- TAREFAS
(a) Transcreva, do trecho selecionado, a passagem que vai de "Policia assegura combate, mas" até "de novas estratégias.".
(b) De acordo com o trecho selecionado, quem é o porta-voz da Polícia Nacional em Luanda?
(c) Traduza para o inglês a seguinte frase do trecho selecionado: "Ainda assim, Nestor Goubel assegurou que a Polícia tudo tem feito para estancar o crime, com operações constantes, policiamentos e abordagens de situações que configuram atentado à segurança e ordem pública."

- TRECHO SELECIONADO
Policia assegura combate, mas sublinha complexidades do bairo
A Polícia Nacional, por via do porta-voz do órgão em Luanda, Nestor Goubel, reconhece a onda de criminalidade nas Caops e aponta o difícil acesso, a falta de iluminação pública e outros factores como estando na base da complexidade no combate ao crime.
Segundo o oficial, o extenso território da Caop, que se estende até outros bairros periféricos de Cacuaco, torna ainda mais o combate à delinquência num desafio diário e constante, o que exige do órgão a operacionalização de novas estratégias.
Ainda assim, Nestor Goubel assegurou que a Polícia tudo tem feito para estancar o crime, com operações constantes, policiamentos e abordagens de situações que configuram atentado à segurança e ordem pública.

- DADOS FORNECIDOS
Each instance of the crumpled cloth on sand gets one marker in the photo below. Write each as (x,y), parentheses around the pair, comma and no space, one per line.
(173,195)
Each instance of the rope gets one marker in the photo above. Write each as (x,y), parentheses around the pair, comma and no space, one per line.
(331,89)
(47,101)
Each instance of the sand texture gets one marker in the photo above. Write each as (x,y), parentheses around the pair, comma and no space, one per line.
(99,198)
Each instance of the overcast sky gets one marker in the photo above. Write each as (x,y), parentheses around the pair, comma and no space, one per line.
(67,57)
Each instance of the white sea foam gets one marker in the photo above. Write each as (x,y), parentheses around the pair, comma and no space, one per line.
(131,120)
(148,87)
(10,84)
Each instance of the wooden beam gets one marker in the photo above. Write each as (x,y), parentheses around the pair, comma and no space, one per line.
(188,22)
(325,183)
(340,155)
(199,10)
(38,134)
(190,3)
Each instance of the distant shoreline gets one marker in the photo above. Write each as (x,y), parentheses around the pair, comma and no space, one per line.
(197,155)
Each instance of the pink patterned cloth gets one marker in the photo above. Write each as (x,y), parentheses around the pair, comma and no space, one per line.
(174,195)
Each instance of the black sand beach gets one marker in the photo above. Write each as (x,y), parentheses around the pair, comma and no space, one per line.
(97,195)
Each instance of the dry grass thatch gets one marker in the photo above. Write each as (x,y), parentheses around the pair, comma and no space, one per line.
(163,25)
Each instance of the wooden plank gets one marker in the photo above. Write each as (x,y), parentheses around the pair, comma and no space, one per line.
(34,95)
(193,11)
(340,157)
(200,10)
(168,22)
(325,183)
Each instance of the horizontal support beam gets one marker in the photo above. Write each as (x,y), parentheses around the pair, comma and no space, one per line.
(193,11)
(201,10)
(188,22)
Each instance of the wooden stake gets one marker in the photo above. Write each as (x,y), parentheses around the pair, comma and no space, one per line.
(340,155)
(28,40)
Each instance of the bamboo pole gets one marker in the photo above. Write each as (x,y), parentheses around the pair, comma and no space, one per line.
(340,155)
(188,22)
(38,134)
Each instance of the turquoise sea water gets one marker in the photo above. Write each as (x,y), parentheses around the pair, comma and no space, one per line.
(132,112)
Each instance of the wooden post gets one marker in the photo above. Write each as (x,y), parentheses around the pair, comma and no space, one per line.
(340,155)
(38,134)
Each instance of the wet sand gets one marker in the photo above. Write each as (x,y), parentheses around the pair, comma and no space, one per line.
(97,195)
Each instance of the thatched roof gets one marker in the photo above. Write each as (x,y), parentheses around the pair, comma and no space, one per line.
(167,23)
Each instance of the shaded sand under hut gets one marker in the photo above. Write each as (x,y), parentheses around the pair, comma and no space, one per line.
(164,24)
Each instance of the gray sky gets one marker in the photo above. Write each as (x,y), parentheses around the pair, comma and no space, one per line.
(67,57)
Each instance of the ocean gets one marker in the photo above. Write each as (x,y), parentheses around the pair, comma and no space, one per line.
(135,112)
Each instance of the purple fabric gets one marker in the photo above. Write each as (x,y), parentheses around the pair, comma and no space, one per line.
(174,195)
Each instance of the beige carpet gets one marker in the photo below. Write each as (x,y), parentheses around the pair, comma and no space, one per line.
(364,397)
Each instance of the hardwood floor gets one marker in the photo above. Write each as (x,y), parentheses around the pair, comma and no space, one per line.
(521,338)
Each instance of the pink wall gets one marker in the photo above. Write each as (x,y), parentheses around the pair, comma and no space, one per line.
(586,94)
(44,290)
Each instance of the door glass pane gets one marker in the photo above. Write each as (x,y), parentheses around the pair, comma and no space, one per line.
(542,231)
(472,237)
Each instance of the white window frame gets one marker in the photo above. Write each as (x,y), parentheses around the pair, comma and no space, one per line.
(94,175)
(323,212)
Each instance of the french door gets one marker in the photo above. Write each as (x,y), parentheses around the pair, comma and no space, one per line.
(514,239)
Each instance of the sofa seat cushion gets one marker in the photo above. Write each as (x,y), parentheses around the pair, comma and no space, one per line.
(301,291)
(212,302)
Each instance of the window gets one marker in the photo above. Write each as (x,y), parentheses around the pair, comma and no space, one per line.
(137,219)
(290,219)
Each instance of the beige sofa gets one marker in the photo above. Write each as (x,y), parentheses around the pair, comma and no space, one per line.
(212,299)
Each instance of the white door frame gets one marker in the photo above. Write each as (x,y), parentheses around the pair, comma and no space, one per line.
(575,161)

- RESPOSTAS DOS EXERCÍCIOS
(a)
Policia assegura combate, mas sublinha complexidades do bairo
A Polícia Nacional, por via do porta-voz do órgão em Luanda, Nestor Goubel, reconhece a onda de criminalidade nas Caops e aponta o difícil acesso, a falta de iluminação pública e outros factores como estando na base da complexidade no combate ao crime.
Segundo o oficial, o extenso território da Caop, que se estende até outros bairros periféricos de Cacuaco, torna ainda mais o combate à delinquência num desafio diário e constante, o que exige do órgão a operacionalização de novas estratégias.

(b) Nestor Goubel.

(c) Even so, Nestor Goubel gave assurances that the Police have been doing everything to stem crime, with constant operations, policing, and responses to situations that constitute an attack on public safety and order.